(LISTED ENTRIES Opens)
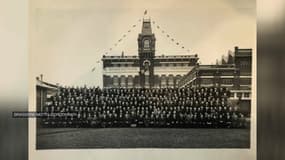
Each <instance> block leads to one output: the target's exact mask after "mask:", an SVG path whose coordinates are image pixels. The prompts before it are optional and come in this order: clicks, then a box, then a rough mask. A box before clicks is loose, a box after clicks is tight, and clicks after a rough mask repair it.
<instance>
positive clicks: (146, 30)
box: [138, 19, 155, 88]
mask: <svg viewBox="0 0 285 160" xmlns="http://www.w3.org/2000/svg"><path fill="white" fill-rule="evenodd" d="M138 53H139V65H140V72H139V77H140V85H141V87H145V88H151V87H153V85H154V57H155V36H154V34H153V33H152V30H151V20H150V19H143V24H142V31H141V33H140V34H139V36H138Z"/></svg>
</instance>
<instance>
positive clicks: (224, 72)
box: [178, 47, 252, 99]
(LISTED ENTRIES Closes)
WORK TO BE COMPLETED ▸ Look through the entries above, find each line containing "positive", and copy it.

YOUR RESPONSE ▸
positive clicks: (146, 30)
positive clicks: (224, 72)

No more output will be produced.